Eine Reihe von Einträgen
------

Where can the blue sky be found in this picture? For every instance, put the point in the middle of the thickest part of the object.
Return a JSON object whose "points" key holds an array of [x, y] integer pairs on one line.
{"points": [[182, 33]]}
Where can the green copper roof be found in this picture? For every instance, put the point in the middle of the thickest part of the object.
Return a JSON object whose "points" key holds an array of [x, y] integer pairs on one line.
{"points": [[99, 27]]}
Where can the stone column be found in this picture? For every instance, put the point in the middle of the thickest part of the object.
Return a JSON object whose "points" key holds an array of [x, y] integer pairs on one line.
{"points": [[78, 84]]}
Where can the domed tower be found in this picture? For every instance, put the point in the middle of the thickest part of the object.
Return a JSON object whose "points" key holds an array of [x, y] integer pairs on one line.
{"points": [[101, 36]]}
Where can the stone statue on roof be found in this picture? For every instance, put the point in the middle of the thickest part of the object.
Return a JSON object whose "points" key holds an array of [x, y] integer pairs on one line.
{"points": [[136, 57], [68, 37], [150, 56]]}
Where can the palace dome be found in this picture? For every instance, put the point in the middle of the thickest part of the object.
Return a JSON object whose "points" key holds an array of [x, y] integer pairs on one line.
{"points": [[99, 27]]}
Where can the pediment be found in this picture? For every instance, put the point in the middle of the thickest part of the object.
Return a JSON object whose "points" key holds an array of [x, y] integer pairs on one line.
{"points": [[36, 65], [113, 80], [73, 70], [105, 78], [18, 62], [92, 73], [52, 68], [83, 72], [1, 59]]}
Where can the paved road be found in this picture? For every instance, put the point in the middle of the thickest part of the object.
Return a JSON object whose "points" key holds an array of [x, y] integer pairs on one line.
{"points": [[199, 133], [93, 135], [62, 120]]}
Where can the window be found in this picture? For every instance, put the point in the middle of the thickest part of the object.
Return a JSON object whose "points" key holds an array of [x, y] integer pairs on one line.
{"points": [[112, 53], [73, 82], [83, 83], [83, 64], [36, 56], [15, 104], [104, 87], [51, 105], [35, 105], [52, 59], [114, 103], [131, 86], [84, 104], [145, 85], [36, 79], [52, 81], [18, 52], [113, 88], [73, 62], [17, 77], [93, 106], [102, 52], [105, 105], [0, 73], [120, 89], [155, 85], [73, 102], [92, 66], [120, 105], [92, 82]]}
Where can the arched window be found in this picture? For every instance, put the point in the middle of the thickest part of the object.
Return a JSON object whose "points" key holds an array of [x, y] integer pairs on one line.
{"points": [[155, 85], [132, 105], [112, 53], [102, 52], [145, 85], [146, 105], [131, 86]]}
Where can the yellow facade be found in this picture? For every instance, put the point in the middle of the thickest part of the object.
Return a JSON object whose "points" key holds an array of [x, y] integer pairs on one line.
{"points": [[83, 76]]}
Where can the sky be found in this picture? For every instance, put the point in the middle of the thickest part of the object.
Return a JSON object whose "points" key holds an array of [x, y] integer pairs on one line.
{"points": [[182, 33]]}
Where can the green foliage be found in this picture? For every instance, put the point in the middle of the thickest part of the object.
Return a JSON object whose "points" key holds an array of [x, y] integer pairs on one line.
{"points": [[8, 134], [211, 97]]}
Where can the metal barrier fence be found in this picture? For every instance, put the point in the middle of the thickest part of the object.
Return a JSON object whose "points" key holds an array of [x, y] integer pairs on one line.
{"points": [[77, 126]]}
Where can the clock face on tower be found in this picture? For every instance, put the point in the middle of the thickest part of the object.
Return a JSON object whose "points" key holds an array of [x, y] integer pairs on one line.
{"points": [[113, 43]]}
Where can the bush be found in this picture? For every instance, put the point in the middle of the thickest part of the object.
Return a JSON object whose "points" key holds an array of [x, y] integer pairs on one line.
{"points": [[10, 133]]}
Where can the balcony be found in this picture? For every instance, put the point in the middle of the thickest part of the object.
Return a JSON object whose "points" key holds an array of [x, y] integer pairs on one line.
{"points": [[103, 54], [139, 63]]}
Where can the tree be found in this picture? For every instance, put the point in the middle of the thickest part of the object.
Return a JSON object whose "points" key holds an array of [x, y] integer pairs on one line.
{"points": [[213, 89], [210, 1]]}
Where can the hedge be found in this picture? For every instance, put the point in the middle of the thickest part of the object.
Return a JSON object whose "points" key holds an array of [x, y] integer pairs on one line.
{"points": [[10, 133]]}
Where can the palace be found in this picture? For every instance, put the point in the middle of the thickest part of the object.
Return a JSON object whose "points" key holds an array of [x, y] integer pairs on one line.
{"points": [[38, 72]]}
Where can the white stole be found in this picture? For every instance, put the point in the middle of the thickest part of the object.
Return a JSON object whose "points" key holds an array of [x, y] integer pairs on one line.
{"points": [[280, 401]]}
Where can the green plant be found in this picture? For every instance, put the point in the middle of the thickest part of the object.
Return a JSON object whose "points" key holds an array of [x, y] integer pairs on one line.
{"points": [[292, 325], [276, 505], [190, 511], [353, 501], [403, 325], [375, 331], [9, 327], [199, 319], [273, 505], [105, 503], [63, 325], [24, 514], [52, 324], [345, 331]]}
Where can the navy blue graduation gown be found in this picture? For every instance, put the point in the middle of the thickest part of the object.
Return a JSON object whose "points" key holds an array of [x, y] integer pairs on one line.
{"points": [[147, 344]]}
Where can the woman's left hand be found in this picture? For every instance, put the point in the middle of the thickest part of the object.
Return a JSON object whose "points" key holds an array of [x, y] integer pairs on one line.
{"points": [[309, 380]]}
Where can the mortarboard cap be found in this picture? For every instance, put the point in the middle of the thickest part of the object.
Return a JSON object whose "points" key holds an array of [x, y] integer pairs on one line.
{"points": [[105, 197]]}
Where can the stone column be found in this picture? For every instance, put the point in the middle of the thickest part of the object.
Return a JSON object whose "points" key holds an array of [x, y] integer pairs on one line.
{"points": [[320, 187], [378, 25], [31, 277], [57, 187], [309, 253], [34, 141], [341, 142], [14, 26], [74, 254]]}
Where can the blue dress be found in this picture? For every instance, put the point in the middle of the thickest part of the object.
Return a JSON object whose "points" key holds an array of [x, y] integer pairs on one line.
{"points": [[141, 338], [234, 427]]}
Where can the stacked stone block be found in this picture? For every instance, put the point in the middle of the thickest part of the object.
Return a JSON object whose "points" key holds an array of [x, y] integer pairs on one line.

------

Ziel der Übung ::
Gib sämtliche Einträge oben als nummerierte Liste aus und lass dabei alle Leerzeilen weg.

Fertige Übung ::
1. Where can the blue sky be found in this picture? For every instance, put the point in the middle of the thickest part of the object.
2. Return a JSON object whose "points" key holds an array of [x, y] integer pairs on one line.
3. {"points": [[182, 33]]}
4. Where can the green copper roof be found in this picture? For every instance, put the point in the middle of the thickest part of the object.
5. Return a JSON object whose "points" key holds an array of [x, y] integer pairs on one line.
6. {"points": [[99, 27]]}
7. Where can the stone column be found in this picture? For every instance, put the point in the middle of the thickest part of the object.
8. Return a JSON object whose "points" key holds an array of [x, y] integer pairs on one line.
9. {"points": [[78, 84]]}
10. Where can the domed tower be found in this picture? For every instance, put the point in the middle of the thickest part of the object.
11. Return a JSON object whose "points" key holds an array of [x, y] integer pairs on one line.
12. {"points": [[101, 36]]}
13. Where can the stone statue on roof be found in this picture? For every instance, put the point in the middle of the thickest part of the object.
14. Return a JSON object whose "points" key holds an array of [x, y] integer pairs on one line.
15. {"points": [[136, 57], [68, 37], [150, 56]]}
16. Where can the palace dome be found in this picture? For every instance, put the point in the middle of the thickest part of the object.
17. Return a JSON object whose "points" key holds an array of [x, y] integer pairs on one line.
18. {"points": [[99, 27]]}
19. Where can the pediment be found in this picture? For every instance, put the point in the middle of the thickest part of the object.
20. Return a JSON object whose "points" key holds an array of [x, y] integer pairs on one line.
21. {"points": [[36, 65], [113, 80], [73, 70], [105, 78], [18, 62], [92, 73], [52, 68], [83, 72], [1, 59]]}
22. Where can the paved road be found in this picture? For every instance, put the point in the middle of the thickest part of the object.
23. Return a JSON object whose "points" key holds an array of [x, y] integer pairs on one line.
24. {"points": [[199, 133], [93, 135], [62, 120]]}
25. Where can the window be found in this picture? For every instance, put the point in the middle of the thickest part of the object.
26. Return a JSON object whose "points" key holds an array of [x, y] integer pairs on one line.
27. {"points": [[112, 53], [73, 82], [83, 83], [83, 64], [36, 56], [15, 104], [104, 87], [51, 105], [35, 105], [52, 59], [114, 103], [131, 86], [84, 104], [145, 85], [36, 79], [52, 81], [18, 52], [113, 88], [73, 62], [17, 77], [93, 106], [102, 52], [105, 105], [0, 73], [120, 89], [155, 85], [73, 102], [92, 66], [120, 105], [92, 82]]}
28. Where can the arched window be found in this picture? For every instance, put the point in the middle of the thickest part of the object.
29. Return a JSON object whose "points" key holds an array of [x, y] integer pairs on one line.
30. {"points": [[155, 85], [132, 105], [112, 53], [102, 52], [145, 85], [146, 105], [131, 86]]}
31. Where can the yellow facade be found in this picture? For every instance, put the point in the middle of the thickest part of the object.
32. Return a JSON object whose "points" key holds an array of [x, y] integer pairs on one line.
33. {"points": [[83, 76]]}
34. Where can the sky be found in this picture? For every instance, put the point in the middle of the thickest part of the object.
35. Return a JSON object whose "points" key holds an array of [x, y] integer pairs on one line.
36. {"points": [[182, 33]]}
37. Where can the green foliage be found in this picture? For every instance, put the point in the middle of the thickest part of the object.
38. Return a JSON object whose "points" key holds an array of [x, y] integer pairs on one line.
39. {"points": [[8, 134], [211, 97]]}
40. Where can the metal barrier fence be found in this picture? For every instance, put the point in the middle of the thickest part of the object.
41. Return a JSON object whose "points" key holds an array of [x, y] integer pairs on one line.
42. {"points": [[77, 126]]}
43. Where can the clock face on tower be found in this picture? For every instance, put the point in the middle of the thickest part of the object.
44. Return a JSON object whose "points" key holds an array of [x, y] integer pairs on one line.
45. {"points": [[113, 43]]}
46. Where can the bush be found in this picture? For every instance, put the point in the middle of the thickest part of the object.
47. Return a JSON object whose "points" key holds an array of [x, y] integer pairs on one line.
48. {"points": [[10, 133]]}
49. Where can the balcony be found in this picture? For every instance, put the point in the middle of the thickest part of the object.
50. Return a JSON object whose "points" key holds an array of [x, y] integer pairs on one line.
51. {"points": [[103, 54], [139, 63]]}
52. Where can the tree be found in this picture? For every instance, put the point in the middle of the thickest part of the object.
53. Return a JSON object whose "points" key holds an array of [x, y] integer pairs on one line.
54. {"points": [[213, 89], [210, 1]]}
55. Where can the hedge be found in this picture? For every instance, put the point in the middle of the thickest part of the object.
56. Return a JSON object whose "points" key holds an array of [x, y] integer pairs on one line.
57. {"points": [[10, 133]]}
58. Where can the palace be found in this picture? For every instance, put the point in the middle of the thickest part of the object.
59. Return a JSON object whose "points" key holds an array of [x, y] integer pairs on one line.
60. {"points": [[38, 72]]}
61. Where can the white stole be found in this picture? For every instance, put the point in the middle of the thickest part of the object.
62. Return a JSON object whose "points" key holds an array of [x, y] integer pairs on one line.
63. {"points": [[280, 401]]}
64. Where can the green plant be found in this picture? For every instance, put the point in the middle of the thickest part of the object.
65. Return a JSON object whose "points" key holds an array of [x, y] integer pairs on one line.
66. {"points": [[292, 325], [276, 505], [190, 511], [353, 501], [403, 325], [375, 331], [9, 327], [199, 319], [273, 505], [105, 503], [63, 325], [24, 514], [52, 324], [345, 331]]}
67. Where can the navy blue graduation gown be found in this picture? For every instance, put the point in the middle of the thickest part of the object.
68. Return a JSON object whose "points" key holds an array of [x, y] integer pairs on one line.
69. {"points": [[147, 344]]}
70. Where can the woman's left hand be found in this picture? For every instance, put the point in the middle of the thickest part of the object.
71. Return a JSON object whose "points" key holds an array of [x, y] integer pairs on one line.
72. {"points": [[309, 380]]}
73. Where can the mortarboard cap be found in this picture? For every instance, put the point in the middle of the thickest part of the object.
74. Return a JSON object whose "points" key holds an array of [x, y] integer pairs on one line.
75. {"points": [[105, 197]]}
76. Where can the stone column be found in this picture? For every instance, put the point in the middle of the thickest part of the object.
77. Return a JSON object whose "points" key holds an array of [x, y] integer pairs on one line.
78. {"points": [[320, 187], [378, 25], [31, 277], [57, 187], [309, 253], [34, 141], [341, 142], [14, 26], [74, 254]]}
79. Where can the blue dress be found in this picture? For every instance, put the point in the middle of the thickest part of the object.
80. Return a JSON object whose "points" key holds an array of [x, y] integer pairs on one line.
81. {"points": [[141, 338], [234, 427]]}
82. Where can the stacked stone block be found in this picture? For every instance, put the point in the middle of the thickest part of the object.
83. Return a JSON object whose "points" key holds an array of [x, y] integer pairs on one line.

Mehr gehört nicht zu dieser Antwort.